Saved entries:
□ □ □ □

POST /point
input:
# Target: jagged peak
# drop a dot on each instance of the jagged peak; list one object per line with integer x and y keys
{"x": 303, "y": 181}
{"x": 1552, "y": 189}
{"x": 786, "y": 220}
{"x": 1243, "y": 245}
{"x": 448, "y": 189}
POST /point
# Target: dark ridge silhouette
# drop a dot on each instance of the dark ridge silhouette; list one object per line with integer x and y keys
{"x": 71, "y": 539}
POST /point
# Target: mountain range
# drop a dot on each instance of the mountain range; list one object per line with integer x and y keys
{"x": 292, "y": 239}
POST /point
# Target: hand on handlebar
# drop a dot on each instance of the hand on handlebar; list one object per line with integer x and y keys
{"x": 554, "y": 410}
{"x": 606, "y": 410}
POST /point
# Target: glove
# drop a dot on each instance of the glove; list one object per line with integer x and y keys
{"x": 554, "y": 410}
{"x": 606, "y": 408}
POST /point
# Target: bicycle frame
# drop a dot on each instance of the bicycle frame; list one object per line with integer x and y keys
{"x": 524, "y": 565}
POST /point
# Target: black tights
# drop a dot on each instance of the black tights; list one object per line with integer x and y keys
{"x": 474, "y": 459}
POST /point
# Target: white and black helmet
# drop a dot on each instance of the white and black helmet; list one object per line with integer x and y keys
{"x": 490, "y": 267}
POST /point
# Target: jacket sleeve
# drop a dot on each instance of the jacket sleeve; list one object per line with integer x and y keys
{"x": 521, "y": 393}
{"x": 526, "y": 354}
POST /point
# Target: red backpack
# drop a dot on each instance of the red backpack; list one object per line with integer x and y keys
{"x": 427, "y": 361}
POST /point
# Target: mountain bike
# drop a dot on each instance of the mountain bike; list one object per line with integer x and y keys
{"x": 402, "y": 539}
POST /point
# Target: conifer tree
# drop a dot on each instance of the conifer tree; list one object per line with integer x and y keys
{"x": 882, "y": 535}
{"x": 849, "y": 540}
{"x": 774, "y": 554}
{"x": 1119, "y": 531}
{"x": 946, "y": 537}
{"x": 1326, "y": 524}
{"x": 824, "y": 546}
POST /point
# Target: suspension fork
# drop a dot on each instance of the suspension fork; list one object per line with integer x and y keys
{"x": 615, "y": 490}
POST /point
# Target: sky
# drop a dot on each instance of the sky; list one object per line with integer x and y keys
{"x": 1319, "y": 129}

□ □ □ □

## Problem to solve
Would you copy out exactly the lines above that start at the one containing "# Target: dark ridge silhouette" and end at the one containing "# Target: hand on handlebar", inclusive?

## Response area
# Target: dark ridge silhouette
# drop a dot on each instance of the dark ridge silhouette; list one object per line with integer x and y keys
{"x": 71, "y": 539}
POST /point
# Target: mountain range
# drop a dot on each instance of the mountain range; list one object per line with integer x and y keys
{"x": 292, "y": 239}
POST /point
# Target: hand on handlebar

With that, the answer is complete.